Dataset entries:
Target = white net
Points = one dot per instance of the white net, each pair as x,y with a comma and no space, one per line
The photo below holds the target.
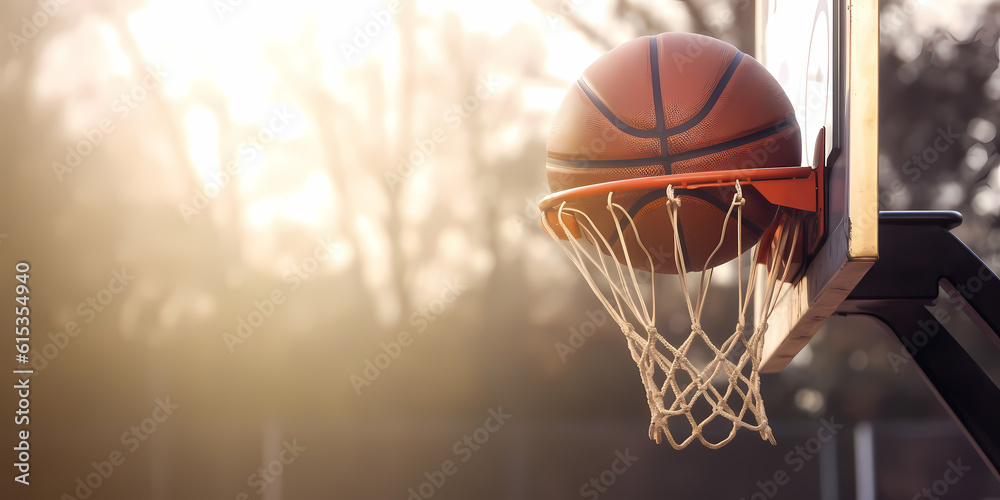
730,381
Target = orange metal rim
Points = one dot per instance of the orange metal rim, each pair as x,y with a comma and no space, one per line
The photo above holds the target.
684,181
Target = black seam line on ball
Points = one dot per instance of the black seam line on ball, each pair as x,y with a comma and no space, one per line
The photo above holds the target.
687,155
653,196
611,117
712,100
659,131
654,69
634,210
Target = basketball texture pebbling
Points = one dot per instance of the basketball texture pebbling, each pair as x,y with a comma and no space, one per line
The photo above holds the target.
671,104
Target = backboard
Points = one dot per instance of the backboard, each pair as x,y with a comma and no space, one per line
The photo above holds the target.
824,53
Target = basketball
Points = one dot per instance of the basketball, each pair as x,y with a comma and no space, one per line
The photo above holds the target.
665,105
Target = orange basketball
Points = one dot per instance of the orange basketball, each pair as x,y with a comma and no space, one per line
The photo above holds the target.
670,104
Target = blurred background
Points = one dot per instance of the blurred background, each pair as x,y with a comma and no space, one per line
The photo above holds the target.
290,250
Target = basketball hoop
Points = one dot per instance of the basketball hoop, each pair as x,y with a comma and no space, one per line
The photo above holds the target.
731,387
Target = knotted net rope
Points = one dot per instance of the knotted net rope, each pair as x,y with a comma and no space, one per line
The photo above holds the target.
719,380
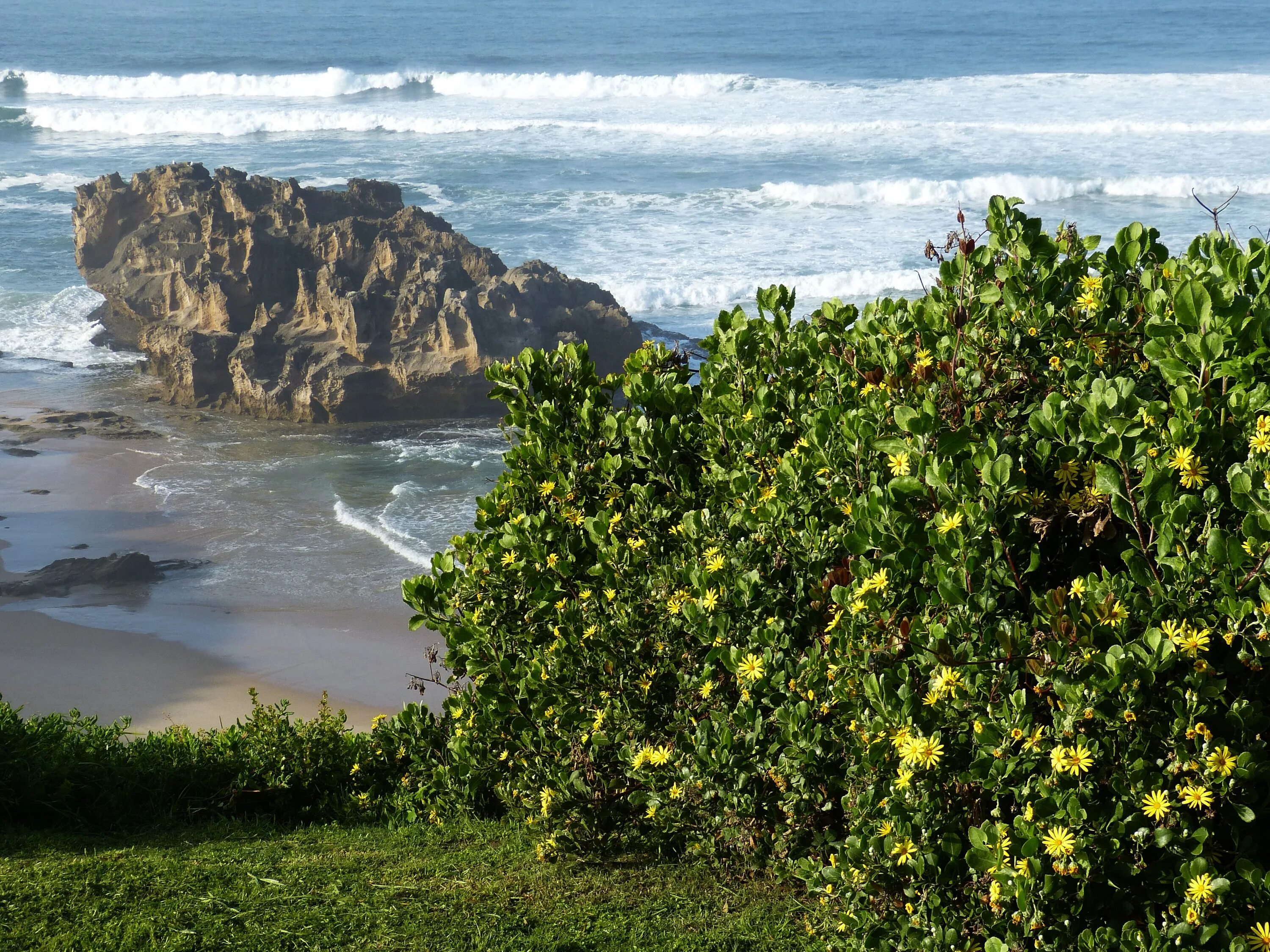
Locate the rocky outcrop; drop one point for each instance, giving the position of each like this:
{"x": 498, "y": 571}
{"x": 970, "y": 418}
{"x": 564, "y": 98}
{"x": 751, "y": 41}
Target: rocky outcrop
{"x": 106, "y": 424}
{"x": 59, "y": 578}
{"x": 263, "y": 297}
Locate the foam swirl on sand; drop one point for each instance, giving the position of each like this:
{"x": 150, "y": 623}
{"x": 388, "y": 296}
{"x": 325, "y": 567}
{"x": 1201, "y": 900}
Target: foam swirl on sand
{"x": 394, "y": 540}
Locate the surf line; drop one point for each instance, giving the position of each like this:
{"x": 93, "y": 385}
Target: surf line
{"x": 347, "y": 517}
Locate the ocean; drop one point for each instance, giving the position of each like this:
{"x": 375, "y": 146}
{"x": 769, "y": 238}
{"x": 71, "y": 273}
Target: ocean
{"x": 679, "y": 154}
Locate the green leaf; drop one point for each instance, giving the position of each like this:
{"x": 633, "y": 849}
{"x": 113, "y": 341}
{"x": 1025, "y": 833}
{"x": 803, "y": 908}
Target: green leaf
{"x": 1192, "y": 304}
{"x": 906, "y": 485}
{"x": 981, "y": 860}
{"x": 905, "y": 417}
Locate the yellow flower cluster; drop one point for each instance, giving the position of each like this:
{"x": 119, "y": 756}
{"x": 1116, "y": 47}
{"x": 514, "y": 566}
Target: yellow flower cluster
{"x": 945, "y": 683}
{"x": 649, "y": 754}
{"x": 751, "y": 668}
{"x": 1190, "y": 470}
{"x": 877, "y": 582}
{"x": 1188, "y": 639}
{"x": 1260, "y": 441}
{"x": 916, "y": 751}
{"x": 1075, "y": 759}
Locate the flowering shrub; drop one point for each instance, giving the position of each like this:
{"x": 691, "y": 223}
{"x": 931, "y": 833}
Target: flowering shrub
{"x": 957, "y": 607}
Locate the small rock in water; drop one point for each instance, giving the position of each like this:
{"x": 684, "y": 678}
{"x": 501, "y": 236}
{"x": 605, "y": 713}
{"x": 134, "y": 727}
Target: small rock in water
{"x": 59, "y": 578}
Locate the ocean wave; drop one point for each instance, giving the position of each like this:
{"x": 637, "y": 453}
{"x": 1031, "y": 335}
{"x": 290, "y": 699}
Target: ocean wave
{"x": 644, "y": 296}
{"x": 47, "y": 182}
{"x": 336, "y": 82}
{"x": 977, "y": 191}
{"x": 465, "y": 447}
{"x": 210, "y": 121}
{"x": 394, "y": 540}
{"x": 54, "y": 327}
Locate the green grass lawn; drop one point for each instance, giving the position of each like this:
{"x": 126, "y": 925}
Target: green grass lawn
{"x": 465, "y": 886}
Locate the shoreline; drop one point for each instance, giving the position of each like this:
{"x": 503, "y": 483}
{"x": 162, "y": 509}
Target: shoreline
{"x": 185, "y": 649}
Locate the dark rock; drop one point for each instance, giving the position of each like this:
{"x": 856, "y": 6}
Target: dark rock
{"x": 59, "y": 578}
{"x": 106, "y": 424}
{"x": 260, "y": 296}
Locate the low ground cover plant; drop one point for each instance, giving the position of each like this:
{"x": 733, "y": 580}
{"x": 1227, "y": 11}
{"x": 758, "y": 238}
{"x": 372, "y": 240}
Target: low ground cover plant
{"x": 957, "y": 606}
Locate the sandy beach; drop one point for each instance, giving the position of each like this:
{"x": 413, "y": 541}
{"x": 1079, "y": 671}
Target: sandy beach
{"x": 183, "y": 650}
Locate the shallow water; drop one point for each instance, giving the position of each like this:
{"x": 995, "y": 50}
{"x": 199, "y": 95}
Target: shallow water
{"x": 677, "y": 154}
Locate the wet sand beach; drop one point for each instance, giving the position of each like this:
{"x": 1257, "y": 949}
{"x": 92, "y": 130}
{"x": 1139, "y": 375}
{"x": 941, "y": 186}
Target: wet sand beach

◆ **TASK DIRECTIONS**
Print all the records again exactly; do not include any picture.

◆ **WRITTEN SOLUTION**
Target = white net
Points = one dot per instance of the white net, each pair as x,y with a comma and no space, one per line
The photo below holds the target.
730,381
Target = orange metal rim
Points = one dot per instance of the orange metal rim, each pair as x,y with a comma and no space, one per line
The photo above holds the target.
684,181
Target = black seam line on ball
Points = one dot per instance of the black seam line on ball, each pair as x,y with a comma and no space, one per line
The photo above holds the target.
687,155
653,196
611,117
712,100
659,131
654,69
634,210
Target = basketball texture pebbling
Points = one dot per instance of the basketball texture pebbling, each pair as x,y with a comma and no space, one per line
The photo above holds the target.
671,104
Target = backboard
Points = one dot per instance of the backboard, each pair as x,y with a comma and no space, one per line
The photo above holds the target.
824,53
Target = basketball
Points = one dot per instance of the basketball, each pair as x,y with a comma and no space, one per line
The photo above holds the target.
665,105
Target = orange basketball
Points = one dot per instance of the orange basketball, each pair as x,y with a comma and no space, one per line
The photo above holds the target.
670,104
Target = blurred background
Points = one dot per instance of the blurred background, each pair as x,y with a comma and no space, one per line
The photo above holds the target.
290,250
Target = basketball hoop
Points = one dot per instance of the basketball hoop, each pair as x,y with a comma and no space, one per line
The photo above holds the target.
731,387
Target = knotted net rope
Points = one dot per instance of the knotted net rope, each pair as x,y with a comma and no space, one per line
The photo above holds the target.
719,380
Locate the rocky outcrop; drop one point for each instance, giving the position of each like this:
{"x": 498, "y": 571}
{"x": 970, "y": 418}
{"x": 564, "y": 98}
{"x": 751, "y": 41}
Target: rocky outcrop
{"x": 106, "y": 424}
{"x": 59, "y": 578}
{"x": 263, "y": 297}
Locate the foam swirl on sand; drop one point for each instance, giving the position of each like this:
{"x": 150, "y": 623}
{"x": 388, "y": 296}
{"x": 325, "y": 567}
{"x": 1201, "y": 900}
Target: foam swirl on sand
{"x": 394, "y": 540}
Locate the surf line; drop one point for each instance, giving the position of each like this:
{"x": 93, "y": 385}
Target: surf line
{"x": 347, "y": 517}
Locate the ocean; drop one point for each instance, giving the position of each like this:
{"x": 375, "y": 146}
{"x": 769, "y": 238}
{"x": 71, "y": 273}
Target: ocean
{"x": 679, "y": 154}
Locate the green leaf; drop one point for each instance, giving the position of each like this:
{"x": 633, "y": 849}
{"x": 113, "y": 341}
{"x": 1025, "y": 833}
{"x": 803, "y": 908}
Target: green leaf
{"x": 1192, "y": 304}
{"x": 906, "y": 485}
{"x": 981, "y": 860}
{"x": 905, "y": 417}
Locate the yellow flower cluster; drop one point for each instance, giving the position of each like this:
{"x": 119, "y": 756}
{"x": 1116, "y": 47}
{"x": 514, "y": 566}
Target: yellow flower cluster
{"x": 945, "y": 683}
{"x": 649, "y": 754}
{"x": 751, "y": 668}
{"x": 1190, "y": 470}
{"x": 877, "y": 582}
{"x": 1188, "y": 639}
{"x": 1260, "y": 441}
{"x": 916, "y": 751}
{"x": 1075, "y": 759}
Locate the flowering shrub; drop one point for each instance, giving the position of each like this:
{"x": 691, "y": 223}
{"x": 931, "y": 833}
Target: flowering shrub
{"x": 957, "y": 607}
Locate the small rock in water; drop one point for each instance, giving the position of each like this:
{"x": 684, "y": 678}
{"x": 501, "y": 236}
{"x": 605, "y": 713}
{"x": 134, "y": 727}
Target: small rock in water
{"x": 59, "y": 578}
Locate the ocean wave; drop one point for each instance, giving the position of each like this:
{"x": 637, "y": 453}
{"x": 1031, "y": 335}
{"x": 290, "y": 699}
Target: ocean wave
{"x": 644, "y": 296}
{"x": 47, "y": 182}
{"x": 336, "y": 82}
{"x": 977, "y": 191}
{"x": 465, "y": 447}
{"x": 210, "y": 121}
{"x": 394, "y": 540}
{"x": 54, "y": 327}
Locate the green grass lawn; drop one point for each instance, giving the position of each like this:
{"x": 126, "y": 925}
Target: green grass lawn
{"x": 465, "y": 886}
Locate the shoreline; drop one point for each instance, giving the position of each like this:
{"x": 503, "y": 483}
{"x": 162, "y": 509}
Target: shoreline
{"x": 185, "y": 649}
Locate the dark rock; drop one point for each instance, giving the position of each like this:
{"x": 856, "y": 6}
Target: dark rock
{"x": 59, "y": 578}
{"x": 106, "y": 424}
{"x": 260, "y": 296}
Locate the low ground cover plant; drop one point for each instance, giving the position of each like this:
{"x": 733, "y": 580}
{"x": 1227, "y": 11}
{"x": 758, "y": 238}
{"x": 372, "y": 240}
Target: low ground cover plant
{"x": 957, "y": 606}
Locate the sandy beach; drop one point for each instance, giving the position of each like this:
{"x": 413, "y": 541}
{"x": 1079, "y": 671}
Target: sandy beach
{"x": 183, "y": 650}
Locate the shallow water; drop one point for each instance, giving the position of each like this:
{"x": 995, "y": 50}
{"x": 199, "y": 95}
Target: shallow water
{"x": 677, "y": 154}
Locate the wet sand beach; drop one point for each instance, giving the position of each like this:
{"x": 1257, "y": 949}
{"x": 92, "y": 130}
{"x": 1139, "y": 375}
{"x": 941, "y": 186}
Target: wet sand beach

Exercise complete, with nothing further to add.